>> BEGIN SUPPLIED INFORMATION

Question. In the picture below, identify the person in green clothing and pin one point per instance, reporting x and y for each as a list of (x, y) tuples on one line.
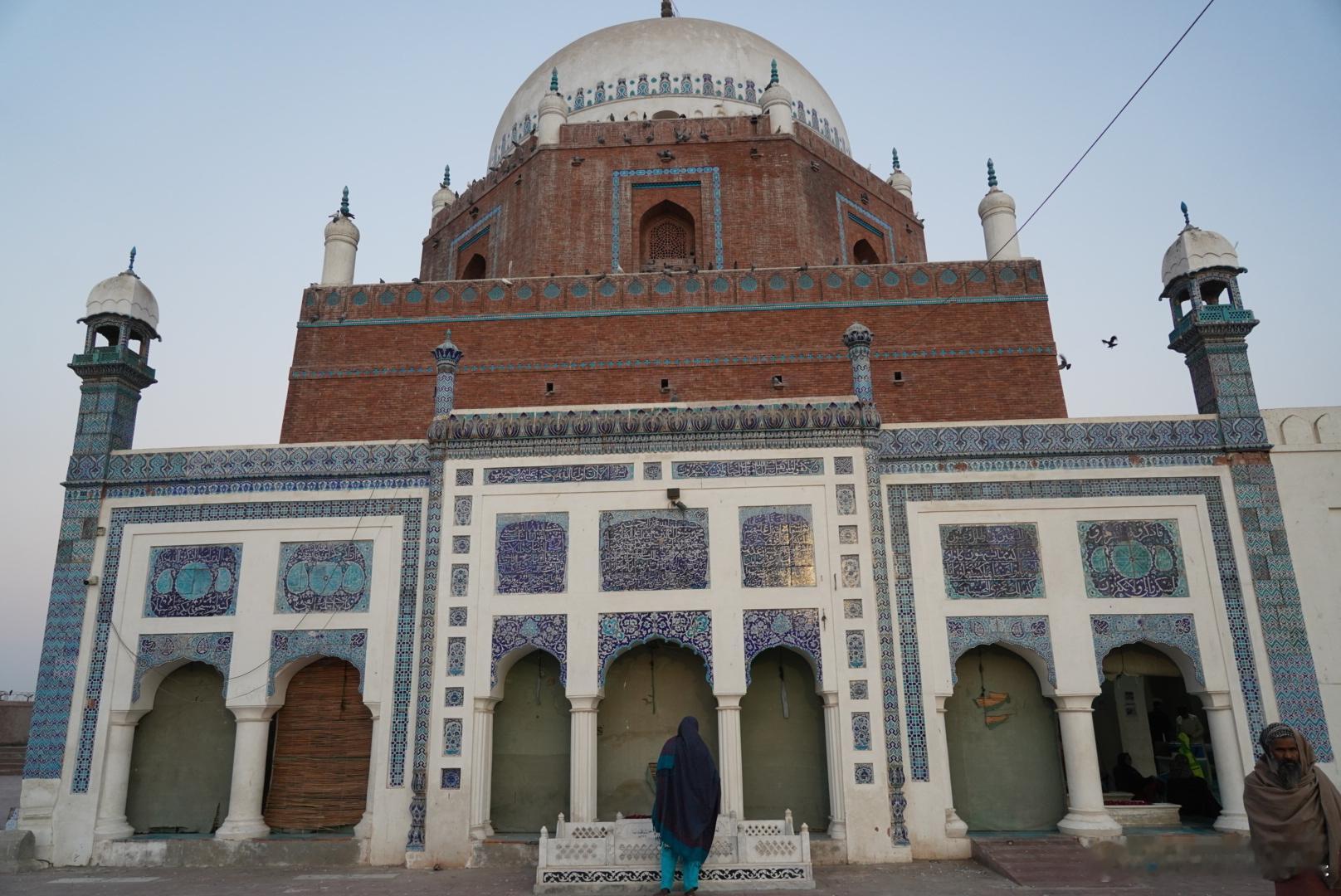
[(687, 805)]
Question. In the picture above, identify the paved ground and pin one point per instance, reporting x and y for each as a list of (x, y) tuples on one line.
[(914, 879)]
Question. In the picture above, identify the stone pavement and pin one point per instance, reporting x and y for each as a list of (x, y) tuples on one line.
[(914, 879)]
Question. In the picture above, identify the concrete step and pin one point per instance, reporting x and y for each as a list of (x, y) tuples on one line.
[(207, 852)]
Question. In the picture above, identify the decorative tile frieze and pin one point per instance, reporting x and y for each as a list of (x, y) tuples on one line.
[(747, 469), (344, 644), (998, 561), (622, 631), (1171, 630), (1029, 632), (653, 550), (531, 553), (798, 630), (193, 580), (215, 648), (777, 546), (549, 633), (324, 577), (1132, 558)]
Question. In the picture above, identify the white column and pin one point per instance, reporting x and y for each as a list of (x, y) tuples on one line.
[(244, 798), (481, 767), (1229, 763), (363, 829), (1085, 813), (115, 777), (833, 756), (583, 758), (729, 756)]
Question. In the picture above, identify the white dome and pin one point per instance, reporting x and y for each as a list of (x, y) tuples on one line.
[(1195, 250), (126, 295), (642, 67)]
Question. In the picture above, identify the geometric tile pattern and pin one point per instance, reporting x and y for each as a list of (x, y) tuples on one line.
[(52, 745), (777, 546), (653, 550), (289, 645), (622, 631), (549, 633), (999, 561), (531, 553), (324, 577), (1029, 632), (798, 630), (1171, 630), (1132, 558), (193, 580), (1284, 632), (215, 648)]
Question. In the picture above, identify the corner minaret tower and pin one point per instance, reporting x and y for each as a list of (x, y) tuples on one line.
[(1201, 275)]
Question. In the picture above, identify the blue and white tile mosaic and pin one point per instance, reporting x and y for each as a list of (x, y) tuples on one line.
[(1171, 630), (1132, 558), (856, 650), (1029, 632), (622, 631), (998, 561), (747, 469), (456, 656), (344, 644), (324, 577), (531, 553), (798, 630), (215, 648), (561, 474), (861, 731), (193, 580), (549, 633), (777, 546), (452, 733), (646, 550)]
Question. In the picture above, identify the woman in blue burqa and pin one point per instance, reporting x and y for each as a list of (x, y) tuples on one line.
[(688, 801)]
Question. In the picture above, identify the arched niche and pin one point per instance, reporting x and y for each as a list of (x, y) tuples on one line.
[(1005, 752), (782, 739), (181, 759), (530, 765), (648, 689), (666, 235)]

>> END SUPPLIED INFORMATION

WHAT IS NEEDED: Render the entries above as a two-column CSV with the header "entry" and "answer" and one row per entry. Put each entry's wording and its answer in a single quoted field, replace any line breaks with spaces, and leave out the pictures.

REPLY TO THE EXERCISE:
entry,answer
"Question. In the picture below, identify the person in green clothing and pin one point per instance, reporting x and y for each as a list of (x, y) tuples on one line.","[(687, 805)]"
"Question. In the picture above, identify the paved ground and pin one point per instance, reporting x and y for each as a list of (x, y) tuples on one line.","[(914, 879)]"
"Question. In the picture above, identify the stone pavement and pin one point per instance, reporting x and y for each as a list of (x, y) tuples on one line.","[(914, 879)]"
"Question. In the picture above, identify the concrete step and pin one point per instance, reporting x and y for each as a list of (x, y) tuples on one line.","[(207, 852)]"
"Question. In the picture above, identify the decorative tile frieze and pin one point per instance, reporting x and y for each as a list of (x, y) tuples on one line.","[(747, 469), (344, 644), (998, 561), (622, 631), (1171, 630), (1029, 632), (653, 550), (531, 553), (798, 630), (193, 580), (215, 648), (777, 546), (549, 633), (324, 577), (1132, 558)]"
"Question. In the picture above, identify the white column and pin one point per instance, reporting x and y for each as a list of (x, y) tuples on one line.","[(244, 798), (481, 767), (1229, 763), (363, 829), (1085, 813), (115, 777), (833, 756), (583, 758), (729, 756)]"
"Question. In the picture above, identify the white dome and pin one point per instance, reporting x and y for each as a list of (x, y) tuples on one line.","[(1195, 250), (126, 295), (642, 67)]"
"Question. In the picture above, identify the geometric tile pattern and pin one point per instance, reporting x and y for each as a list of (x, y) tuples on one line.","[(52, 745), (777, 546), (653, 550), (289, 645), (622, 631), (549, 633), (999, 561), (531, 553), (324, 577), (1029, 632), (798, 630), (1171, 630), (1132, 558), (193, 580), (1284, 632), (215, 648)]"
"Question. In the picture above, identify the corner minaret tower and pin one point per instance, reporting x and y for each as a list of (x, y) tuples on one line.","[(1201, 275)]"
"Question. In the picture above, identify the blue and white tile mosaic and pin one point per instance, reporting x and y for each as a list of (x, y) tuples on one line.","[(1171, 630), (1132, 558), (856, 650), (1029, 632), (622, 631), (998, 561), (747, 469), (456, 656), (344, 644), (324, 577), (531, 553), (798, 630), (215, 648), (561, 474), (861, 731), (193, 580), (549, 633), (777, 546), (452, 733), (646, 550)]"
"Question. In the picture above, identify the woman in blue burqa and pin one point per instance, reporting x and y for each as a list of (x, y) tuples on one line.","[(688, 801)]"
"Question. In the picture above, identify the arched niche and pin one point per instance, reporting x and y for each as a list of (x, y) tuples on one line.","[(1005, 752), (782, 739), (181, 759), (530, 765), (648, 689), (666, 235)]"